Render the lines below as a two-column CSV with the headers "input" and "output". Give one row per line that has an answer, place that line and its answer each in a single quoted field with line breaks replaced by spaces, and omit the pictures.

Named object pointing lines:

◆ ◆ ◆ ◆

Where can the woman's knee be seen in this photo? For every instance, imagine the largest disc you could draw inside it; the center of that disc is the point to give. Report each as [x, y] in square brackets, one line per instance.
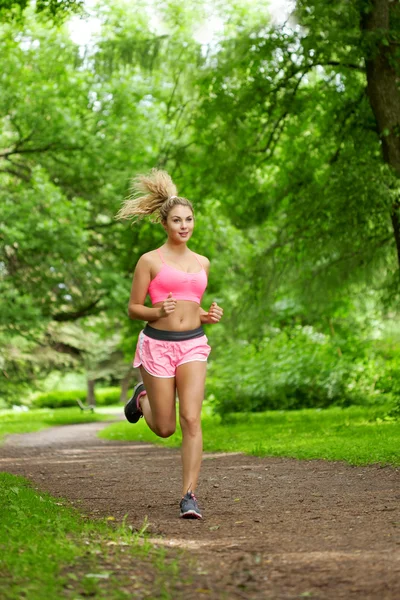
[190, 424]
[164, 429]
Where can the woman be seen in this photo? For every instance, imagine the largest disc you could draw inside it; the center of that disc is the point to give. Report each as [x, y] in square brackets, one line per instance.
[172, 349]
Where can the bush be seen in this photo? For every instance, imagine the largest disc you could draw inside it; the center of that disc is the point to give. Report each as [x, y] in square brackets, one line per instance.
[295, 369]
[63, 399]
[108, 396]
[57, 399]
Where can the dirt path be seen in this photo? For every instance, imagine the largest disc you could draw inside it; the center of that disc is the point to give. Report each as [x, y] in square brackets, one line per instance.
[275, 529]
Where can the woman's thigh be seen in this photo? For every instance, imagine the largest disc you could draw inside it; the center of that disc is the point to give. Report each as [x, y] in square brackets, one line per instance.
[161, 394]
[190, 382]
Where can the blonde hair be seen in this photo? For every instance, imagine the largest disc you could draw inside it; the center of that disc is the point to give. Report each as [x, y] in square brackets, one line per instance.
[154, 193]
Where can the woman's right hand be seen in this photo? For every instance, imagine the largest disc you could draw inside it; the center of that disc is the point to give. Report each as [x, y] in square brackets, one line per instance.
[168, 306]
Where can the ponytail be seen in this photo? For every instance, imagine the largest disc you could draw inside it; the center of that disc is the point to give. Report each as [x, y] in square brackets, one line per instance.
[149, 194]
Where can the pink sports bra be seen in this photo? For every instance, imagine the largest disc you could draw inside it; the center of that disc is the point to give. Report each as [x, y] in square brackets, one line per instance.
[184, 286]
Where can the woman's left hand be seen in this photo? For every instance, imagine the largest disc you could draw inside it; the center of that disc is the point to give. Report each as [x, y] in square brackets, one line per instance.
[214, 314]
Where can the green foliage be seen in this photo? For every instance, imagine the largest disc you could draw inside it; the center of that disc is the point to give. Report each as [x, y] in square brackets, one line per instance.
[357, 435]
[108, 396]
[59, 399]
[46, 547]
[34, 420]
[62, 399]
[298, 368]
[269, 129]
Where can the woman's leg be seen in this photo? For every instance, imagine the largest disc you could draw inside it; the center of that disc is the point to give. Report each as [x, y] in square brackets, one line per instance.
[158, 405]
[190, 381]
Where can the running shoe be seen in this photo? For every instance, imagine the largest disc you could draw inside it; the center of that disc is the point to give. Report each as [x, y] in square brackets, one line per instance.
[132, 409]
[189, 507]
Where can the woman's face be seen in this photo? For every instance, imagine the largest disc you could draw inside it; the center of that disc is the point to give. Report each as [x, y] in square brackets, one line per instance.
[180, 223]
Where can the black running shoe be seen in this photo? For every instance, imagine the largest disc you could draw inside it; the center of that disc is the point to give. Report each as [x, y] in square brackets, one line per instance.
[189, 507]
[132, 409]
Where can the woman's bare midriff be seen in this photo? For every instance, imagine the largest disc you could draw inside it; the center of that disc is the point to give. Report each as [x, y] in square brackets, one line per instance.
[185, 317]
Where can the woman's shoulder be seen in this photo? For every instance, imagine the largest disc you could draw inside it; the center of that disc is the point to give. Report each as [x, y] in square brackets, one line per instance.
[202, 259]
[148, 259]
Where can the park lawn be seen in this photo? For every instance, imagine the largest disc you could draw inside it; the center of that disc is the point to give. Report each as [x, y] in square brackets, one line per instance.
[33, 420]
[48, 550]
[358, 435]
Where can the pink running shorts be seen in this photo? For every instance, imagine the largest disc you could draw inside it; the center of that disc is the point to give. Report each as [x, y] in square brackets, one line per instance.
[161, 358]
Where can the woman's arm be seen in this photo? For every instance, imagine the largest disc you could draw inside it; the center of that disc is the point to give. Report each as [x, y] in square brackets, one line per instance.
[140, 286]
[214, 315]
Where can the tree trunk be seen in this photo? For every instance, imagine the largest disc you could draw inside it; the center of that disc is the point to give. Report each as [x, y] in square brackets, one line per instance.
[125, 385]
[383, 79]
[90, 398]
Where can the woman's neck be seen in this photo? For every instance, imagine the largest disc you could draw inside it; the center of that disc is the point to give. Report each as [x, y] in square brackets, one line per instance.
[180, 249]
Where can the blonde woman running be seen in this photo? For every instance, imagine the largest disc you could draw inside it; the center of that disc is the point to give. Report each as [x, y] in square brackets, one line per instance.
[172, 349]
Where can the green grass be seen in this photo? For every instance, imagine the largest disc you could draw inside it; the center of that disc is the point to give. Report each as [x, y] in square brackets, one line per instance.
[357, 435]
[48, 550]
[33, 420]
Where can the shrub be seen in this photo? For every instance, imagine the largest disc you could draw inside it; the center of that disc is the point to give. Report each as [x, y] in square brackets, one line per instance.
[57, 399]
[300, 368]
[108, 396]
[63, 399]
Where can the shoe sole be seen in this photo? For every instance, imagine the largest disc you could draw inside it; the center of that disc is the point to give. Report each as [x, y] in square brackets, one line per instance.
[136, 414]
[190, 514]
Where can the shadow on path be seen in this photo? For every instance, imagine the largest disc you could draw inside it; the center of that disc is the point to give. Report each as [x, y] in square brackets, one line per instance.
[273, 528]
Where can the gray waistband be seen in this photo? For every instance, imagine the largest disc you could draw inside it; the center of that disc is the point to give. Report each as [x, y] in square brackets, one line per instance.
[172, 336]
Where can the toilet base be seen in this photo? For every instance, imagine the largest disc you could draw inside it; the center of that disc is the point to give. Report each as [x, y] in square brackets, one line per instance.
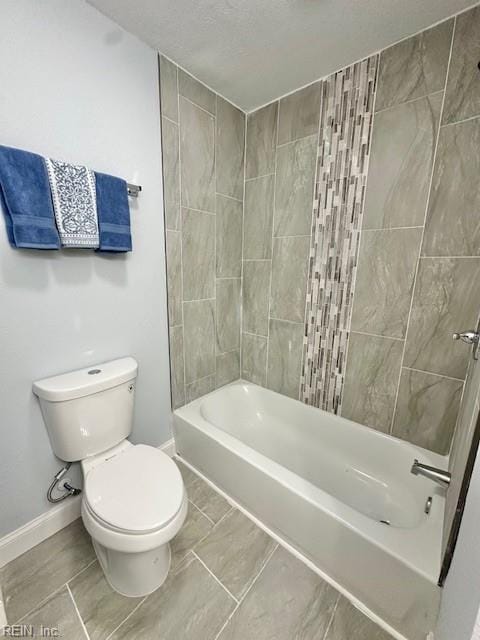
[134, 574]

◆ ◆ ◆ ◆

Task answer:
input,output
"Where can the woman's knee be seen in this photo? For every instance, imagine the largest disc you could draw inside it; the center of that disc is the point to give. Report each as [x, y] in square brackets, one line per instance.","[190, 424] [164, 429]"
"Where can the woman be seen in this photo? For every instance, imagine the largest disc you could draw inside it; the center of that disc is the point to give. Report each as [x, y] in square brackets, one line per instance.","[172, 349]"
"Where can the bush be seen in this photo? For every instance, imagine the largest disc you could draw inside it; the center of that disc is the point to give. Report each as [x, y] in square brackets, one line per instance.","[295, 369] [63, 399] [108, 396] [57, 399]"
"Where can the dirt path be seen in this photo? For every instance, imagine the largest disc you could draw inside it; the center of that disc is the point to give. Report each as [x, y] in square brackets, one line per instance.","[275, 529]"
"Where can the woman's thigh be seen in this photo? For every instance, imagine the largest disc you could draw inside it; the center of that disc is the point to give. Report each as [x, y] in square brackets, one line per instance.","[161, 394] [190, 382]"
"Where can the blonde hair be seen in this photo? For every instance, imagine the largest disc you could draw inside it; the center of that disc is the point to give. Report each as [x, y] in square brackets, one line per instance.","[154, 193]"
"Where can the woman's right hand be seen in this photo? For every instance, imagine the largest disc you could draw inside it; the center of that disc is the point to give. Report each as [x, y] in square brackets, one line per instance.","[168, 306]"
"Where can the ponytail be seen in this photo? For every instance, imagine the largest disc you could draw inside it; the center of that disc is the point to give. Report each as [x, y] in square brackets, one line per instance.","[149, 194]"
"Where can the pink sports bra be seen in this photo? For every instance, imagine the largest disc you could draw inside it; the center of that disc is the point to give. Report each as [x, y] in square brackets, one line per instance.","[184, 286]"
"Where can the woman's left hand be seen in this photo? For every instance, imagine the largest disc you could draw inside it; the center of that disc is the point to give. Report each as [x, y] in square brackets, one line per instance.","[214, 314]"
"Where can the green foliage be seen in this photo? For every instance, imagine the largest disc you could draw inside it; the center of that disc is the point to give. Report each as [x, y] in square brackets, one line per instance.","[357, 435] [108, 396] [59, 399] [46, 547] [34, 420] [62, 399] [298, 368] [269, 129]"
"Where can the woman's leg be seen in this photo? For every instance, imagine the largest disc you could draw inside it; the center of that disc is the point to give. Report each as [x, y] in square brackets, one line per instance.","[158, 405] [190, 381]"
"Where can the running shoe be seen in this photo? For every instance, imagine the largest disc you could draw inside it; the center of that disc is the point to give. Report each as [x, y] in square brackets, one line per instance.","[132, 409] [189, 507]"
"Where can the woman's face be seen in this photo? For every instance, imagine the largest disc you could draw inside it; the center of that disc is the point to give. Report each as [x, y] in square brackets, one line per instance.","[180, 223]"
"Where can the black running shoe be seen in this photo? For every instance, imagine the largest disc you could draw inside it; the center of that disc is the point to give. Report each as [x, y] in square brackets, one line per instance.","[189, 507] [132, 409]"
"Where can the woman's bare midriff be seen in this photo? For every instance, imagine the largest disc you could draw inside it; the center of that disc is the point to give. Report each as [x, y] in square brackets, one line per instance.","[185, 317]"
"Where can the woman's shoulder be seen in this photo? For every instance, imagine the largest disc you could draw inside it; the center of that disc is the point to give. Report each as [x, y] in square brackets, one line per instance.","[202, 259] [148, 259]"
"Where can the park lawn be seen in this photo? For every instance, imagine the largest disc you could draw inside it; the center of that disc is the point to give. Report each as [x, y] in square brackets, one line per instance.","[33, 420] [48, 550] [358, 435]"
"Where can the pink running shorts be seen in this photo? For every instance, imagine the largest disc you could draw inside it; the center of that disc is the point to give. Report each as [x, y] in square brackets, one line per instance.","[161, 358]"
"Where can the woman's arm be seen in this photo? For every instance, imagine the largest disc you could draw inside it; the center of that disc is the point to give. Report each as [x, y] in square brackets, one line per instance.","[140, 286] [214, 315]"
"Where can the tree trunk be seen in this photo? For every instance, imagine the largest disc you could draw inside it; the center of that disc is the point to give. Report each as [x, y] in square brackets, one line per instance.","[125, 385] [383, 79] [90, 398]"
"Where can the woman's neck be seen in this photo? For every instance, imagine the largest disc you could draw inside it; the center of that disc is the point to give. Report each as [x, y] in square brackets, one line per instance.","[180, 249]"
"Where can the blonde woman running be seen in this photo? For every instance, imagine the largest disc you could draw inside it; the center of that disc is the point to give. Report each as [x, y] in square brackets, one line per instance.","[172, 349]"
"Where can the green grass be seen in this photo? For every instance, imagine the largest disc you could draw inside it; the center of that disc is the point to give. Report each as [x, y] in square brackets, one line per instance.","[357, 435] [48, 550] [33, 420]"
"Where can the shrub be seen in this photo? For every instance, imagine the largest disc you could draw inside it; the center of that disc is the point to give. Report each as [x, y] in square brackets, one line per instance.","[57, 399] [300, 368] [108, 396] [63, 399]"
"Where can the shoe sole be seen in this photo? For every instance, imagine the largest disc you could draw inside it; the center of that disc is the point to give. Report each as [x, y] in square brackets, one line per instance.","[136, 414] [190, 514]"
"Where can the shadow on path be seen in this photo? For every instance, imagine the largest disc you could draw inside it; the center of that disc is the point to give. Report each as [x, y] in square brackets, one line per instance.","[273, 528]"
"Where can the gray waistband be seen in this photo? For every instance, imagine the largest disc you could draw inside it; the center of that disc is the point to give. Report each as [x, y] in square brackets, one line per instance.","[172, 336]"
"Where can the toilet base be seen in this photo? For every instance, imagine the largest disc you could draw inside it; the center of that disc is the point to give. Report each as [x, y] in square brackets, one line per instance.","[134, 574]"